Dataset records about object locations:
►

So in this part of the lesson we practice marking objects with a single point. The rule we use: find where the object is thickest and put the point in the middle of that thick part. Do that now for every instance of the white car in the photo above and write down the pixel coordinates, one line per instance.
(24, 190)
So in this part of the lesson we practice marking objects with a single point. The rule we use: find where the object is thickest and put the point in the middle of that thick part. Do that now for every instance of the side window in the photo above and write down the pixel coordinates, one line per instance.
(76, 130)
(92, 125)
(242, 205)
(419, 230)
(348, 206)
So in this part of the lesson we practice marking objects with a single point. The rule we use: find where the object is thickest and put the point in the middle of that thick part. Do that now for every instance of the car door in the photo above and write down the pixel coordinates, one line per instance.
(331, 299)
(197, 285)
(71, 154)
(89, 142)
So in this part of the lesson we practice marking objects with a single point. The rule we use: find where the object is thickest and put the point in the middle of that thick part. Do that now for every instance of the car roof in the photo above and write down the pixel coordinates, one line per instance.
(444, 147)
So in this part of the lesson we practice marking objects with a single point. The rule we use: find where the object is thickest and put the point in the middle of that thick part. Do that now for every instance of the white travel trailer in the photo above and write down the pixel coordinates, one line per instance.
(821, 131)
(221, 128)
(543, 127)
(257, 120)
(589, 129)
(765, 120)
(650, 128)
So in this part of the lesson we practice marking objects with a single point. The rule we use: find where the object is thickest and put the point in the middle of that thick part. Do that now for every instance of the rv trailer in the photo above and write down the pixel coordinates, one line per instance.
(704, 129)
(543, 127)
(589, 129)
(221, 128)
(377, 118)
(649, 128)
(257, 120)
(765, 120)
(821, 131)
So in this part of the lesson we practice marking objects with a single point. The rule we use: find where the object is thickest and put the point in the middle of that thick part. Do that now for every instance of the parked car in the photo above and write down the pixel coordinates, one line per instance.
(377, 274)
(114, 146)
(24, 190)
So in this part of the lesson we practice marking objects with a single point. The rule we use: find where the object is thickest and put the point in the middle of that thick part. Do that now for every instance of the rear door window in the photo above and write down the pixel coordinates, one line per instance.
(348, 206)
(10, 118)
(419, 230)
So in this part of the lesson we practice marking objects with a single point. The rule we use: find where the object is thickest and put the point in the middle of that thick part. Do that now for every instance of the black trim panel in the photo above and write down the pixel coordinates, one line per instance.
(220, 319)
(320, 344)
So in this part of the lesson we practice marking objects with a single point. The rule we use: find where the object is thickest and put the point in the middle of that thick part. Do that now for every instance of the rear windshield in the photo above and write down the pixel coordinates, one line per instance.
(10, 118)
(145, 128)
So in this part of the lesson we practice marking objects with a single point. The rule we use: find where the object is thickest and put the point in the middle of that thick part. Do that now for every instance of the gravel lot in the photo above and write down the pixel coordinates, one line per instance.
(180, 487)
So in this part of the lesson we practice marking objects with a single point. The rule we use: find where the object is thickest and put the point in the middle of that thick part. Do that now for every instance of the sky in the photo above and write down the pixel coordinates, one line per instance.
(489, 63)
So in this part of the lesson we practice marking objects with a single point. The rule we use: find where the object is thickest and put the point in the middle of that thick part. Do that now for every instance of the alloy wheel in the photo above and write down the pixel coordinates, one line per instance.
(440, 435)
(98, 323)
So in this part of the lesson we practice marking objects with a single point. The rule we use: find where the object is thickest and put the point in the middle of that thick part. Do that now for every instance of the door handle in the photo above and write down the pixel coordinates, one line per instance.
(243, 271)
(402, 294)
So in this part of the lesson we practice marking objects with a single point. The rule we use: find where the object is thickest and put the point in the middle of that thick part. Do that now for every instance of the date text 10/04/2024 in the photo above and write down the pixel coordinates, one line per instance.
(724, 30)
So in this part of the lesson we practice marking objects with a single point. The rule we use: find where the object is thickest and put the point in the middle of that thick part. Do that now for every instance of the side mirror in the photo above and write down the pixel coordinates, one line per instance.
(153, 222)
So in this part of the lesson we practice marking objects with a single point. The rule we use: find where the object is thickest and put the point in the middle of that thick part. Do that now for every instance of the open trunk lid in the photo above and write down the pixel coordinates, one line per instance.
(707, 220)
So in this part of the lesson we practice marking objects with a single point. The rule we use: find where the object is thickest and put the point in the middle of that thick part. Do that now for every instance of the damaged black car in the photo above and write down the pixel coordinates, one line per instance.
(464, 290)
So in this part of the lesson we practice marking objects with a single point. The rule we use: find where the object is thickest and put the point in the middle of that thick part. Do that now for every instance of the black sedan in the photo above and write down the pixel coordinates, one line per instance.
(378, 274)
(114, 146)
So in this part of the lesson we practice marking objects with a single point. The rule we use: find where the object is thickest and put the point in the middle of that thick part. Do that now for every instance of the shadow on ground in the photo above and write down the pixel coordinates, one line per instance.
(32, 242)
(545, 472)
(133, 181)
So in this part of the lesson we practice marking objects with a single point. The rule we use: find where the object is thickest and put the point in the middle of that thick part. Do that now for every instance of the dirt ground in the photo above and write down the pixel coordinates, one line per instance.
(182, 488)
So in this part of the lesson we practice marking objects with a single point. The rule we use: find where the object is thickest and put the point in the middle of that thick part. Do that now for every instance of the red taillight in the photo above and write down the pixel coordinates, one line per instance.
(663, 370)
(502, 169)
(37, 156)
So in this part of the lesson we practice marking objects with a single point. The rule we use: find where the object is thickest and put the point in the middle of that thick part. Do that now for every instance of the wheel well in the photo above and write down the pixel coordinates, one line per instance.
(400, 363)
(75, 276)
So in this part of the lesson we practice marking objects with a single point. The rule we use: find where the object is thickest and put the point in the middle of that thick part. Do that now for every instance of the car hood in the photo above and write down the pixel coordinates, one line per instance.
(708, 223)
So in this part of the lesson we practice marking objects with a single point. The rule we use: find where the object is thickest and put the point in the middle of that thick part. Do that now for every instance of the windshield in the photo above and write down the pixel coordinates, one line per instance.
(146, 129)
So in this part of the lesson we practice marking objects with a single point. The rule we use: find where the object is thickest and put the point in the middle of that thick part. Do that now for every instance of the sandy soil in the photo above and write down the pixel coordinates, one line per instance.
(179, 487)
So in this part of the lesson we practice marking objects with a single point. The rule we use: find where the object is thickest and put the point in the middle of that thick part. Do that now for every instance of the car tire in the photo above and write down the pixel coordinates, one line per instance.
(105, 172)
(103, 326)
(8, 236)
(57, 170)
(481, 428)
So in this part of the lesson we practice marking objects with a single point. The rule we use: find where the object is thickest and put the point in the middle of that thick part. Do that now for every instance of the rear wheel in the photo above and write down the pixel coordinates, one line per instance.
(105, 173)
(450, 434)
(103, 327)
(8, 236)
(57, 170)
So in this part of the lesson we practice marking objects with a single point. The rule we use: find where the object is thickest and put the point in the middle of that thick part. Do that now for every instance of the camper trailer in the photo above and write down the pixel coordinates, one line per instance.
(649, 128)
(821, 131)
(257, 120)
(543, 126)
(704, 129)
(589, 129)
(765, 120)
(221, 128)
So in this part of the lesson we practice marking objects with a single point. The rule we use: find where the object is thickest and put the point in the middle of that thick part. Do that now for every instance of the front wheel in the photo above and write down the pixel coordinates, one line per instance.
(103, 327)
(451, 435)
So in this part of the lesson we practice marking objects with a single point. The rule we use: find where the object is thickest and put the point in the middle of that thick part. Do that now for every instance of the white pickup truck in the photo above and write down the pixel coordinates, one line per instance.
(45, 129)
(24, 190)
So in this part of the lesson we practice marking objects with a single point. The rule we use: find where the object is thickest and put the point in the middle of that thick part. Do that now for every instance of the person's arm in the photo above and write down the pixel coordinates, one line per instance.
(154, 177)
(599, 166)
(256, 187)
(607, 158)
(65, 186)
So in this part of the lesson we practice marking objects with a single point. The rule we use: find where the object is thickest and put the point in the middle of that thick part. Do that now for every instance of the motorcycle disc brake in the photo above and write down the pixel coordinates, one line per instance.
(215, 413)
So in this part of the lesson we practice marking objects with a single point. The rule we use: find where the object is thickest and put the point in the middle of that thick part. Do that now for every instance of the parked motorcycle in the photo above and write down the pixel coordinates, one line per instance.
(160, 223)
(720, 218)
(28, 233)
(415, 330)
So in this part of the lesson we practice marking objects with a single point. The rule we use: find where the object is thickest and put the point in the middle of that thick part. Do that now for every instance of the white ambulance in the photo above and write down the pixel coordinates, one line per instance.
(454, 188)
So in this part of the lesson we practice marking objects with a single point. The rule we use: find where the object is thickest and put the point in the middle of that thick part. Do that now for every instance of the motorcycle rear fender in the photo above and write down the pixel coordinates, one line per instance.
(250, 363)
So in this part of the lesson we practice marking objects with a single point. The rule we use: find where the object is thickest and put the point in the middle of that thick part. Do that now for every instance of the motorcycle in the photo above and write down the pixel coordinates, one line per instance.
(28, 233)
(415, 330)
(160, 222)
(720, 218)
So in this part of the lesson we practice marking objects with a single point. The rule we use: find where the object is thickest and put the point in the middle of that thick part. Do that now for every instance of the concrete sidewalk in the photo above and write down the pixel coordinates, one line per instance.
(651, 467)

◄

Required work: Repeat only the stretch of lines that begins at the line containing "the motorcycle in" and ends at the last line above, both included.

Response to this task:
So in this part of the lesson we practice marking objects with a single point. The rule we use: find where the object is thickest and put the point in the middle of that thick part. Do that now for every instance of the motorcycle in the photo above and write down the pixel coordinates, one line per instance.
(28, 233)
(415, 330)
(160, 222)
(720, 218)
So in this part of the lesson we practice marking objects with a single point. The rule we use: find where the object is thickest and put the point in the middle of that thick part. Do that now for every instance of the concrete sidewalk in the photo above and write down the pixel coordinates, one line per instance.
(651, 467)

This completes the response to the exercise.